[Records from a data collection]
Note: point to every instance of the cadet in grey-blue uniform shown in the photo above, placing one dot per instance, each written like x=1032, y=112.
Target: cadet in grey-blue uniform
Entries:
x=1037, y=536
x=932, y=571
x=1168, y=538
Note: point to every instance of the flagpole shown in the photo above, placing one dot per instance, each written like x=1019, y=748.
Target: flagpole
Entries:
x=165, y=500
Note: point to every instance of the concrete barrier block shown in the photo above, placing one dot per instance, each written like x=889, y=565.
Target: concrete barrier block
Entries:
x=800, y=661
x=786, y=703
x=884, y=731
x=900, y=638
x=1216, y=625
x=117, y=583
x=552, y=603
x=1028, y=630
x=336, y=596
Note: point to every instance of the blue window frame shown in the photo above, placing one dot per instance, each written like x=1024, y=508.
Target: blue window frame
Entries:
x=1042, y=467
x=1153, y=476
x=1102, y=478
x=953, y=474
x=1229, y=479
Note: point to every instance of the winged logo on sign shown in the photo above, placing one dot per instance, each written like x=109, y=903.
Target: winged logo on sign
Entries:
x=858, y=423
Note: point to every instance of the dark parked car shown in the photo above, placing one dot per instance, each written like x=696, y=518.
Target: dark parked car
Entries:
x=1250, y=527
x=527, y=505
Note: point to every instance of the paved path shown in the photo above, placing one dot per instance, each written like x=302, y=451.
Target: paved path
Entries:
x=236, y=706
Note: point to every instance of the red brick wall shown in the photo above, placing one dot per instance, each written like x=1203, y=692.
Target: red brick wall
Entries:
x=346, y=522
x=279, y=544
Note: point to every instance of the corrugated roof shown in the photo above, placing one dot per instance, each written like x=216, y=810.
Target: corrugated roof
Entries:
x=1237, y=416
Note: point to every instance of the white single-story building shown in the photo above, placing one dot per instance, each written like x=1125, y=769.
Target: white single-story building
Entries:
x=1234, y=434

▸ **Short task**
Reproduce the records above, swapping "flagpole" for "flagstaff" everywhere it occurs and leaving all other text as it stands.

▸ **Full output**
Note: point to every instance of the cadet in grey-blue uniform shown in the photo above, placing one dot per instance, each written like x=1032, y=112.
Target: cadet in grey-blue uniform
Entries:
x=1037, y=536
x=932, y=571
x=1168, y=538
Note: point to every instance of the flagstaff shown in the photo above, placing one dot per instance, each written like x=1019, y=748.
Target: flagstaff
Entries:
x=165, y=500
Note: point to every instance of the concrete barrier block shown in the photo above, placing one dot per instance, each written like x=889, y=565.
Target: concrete barrier block
Entries:
x=800, y=661
x=786, y=703
x=884, y=731
x=900, y=638
x=1216, y=625
x=117, y=583
x=552, y=603
x=1028, y=630
x=336, y=596
Note: point to every instance of the blue window frame shown in the photo above, placing one dot per instance, each written like x=1024, y=508.
Target: blue window frame
Entries:
x=1042, y=467
x=1153, y=476
x=1102, y=478
x=953, y=474
x=1229, y=479
Note: point to every instance of the winged logo on sign shown in the photo above, placing one dot per instance, each written like x=109, y=903.
Target: winged logo on sign
Entries:
x=858, y=423
Note: point to every instance of the dark parked car shown in the photo above, placing one dot per instance, each written like x=696, y=518.
Target: dark parked car
Entries:
x=1250, y=527
x=527, y=505
Note: point to every instance of the paved path shown in the photo above, placing one dot per instance, each written like x=302, y=451.
Target: paved path
Entries:
x=236, y=706
Note: point to every instance of the red brick wall shown in the photo above, placing one dot per instance, each written like x=1203, y=692.
Target: red brick wall
Entries:
x=346, y=522
x=279, y=544
Note: point to every instance of the corrugated roof shown in the photo above, placing one dot per instance, each written like x=216, y=810.
Target: corrugated roof
Entries:
x=1237, y=416
Note: point to every instance of the white single-story building shown in the photo above, placing one dot per instance, each written like x=1125, y=769.
Target: white single-story building
Entries:
x=1234, y=434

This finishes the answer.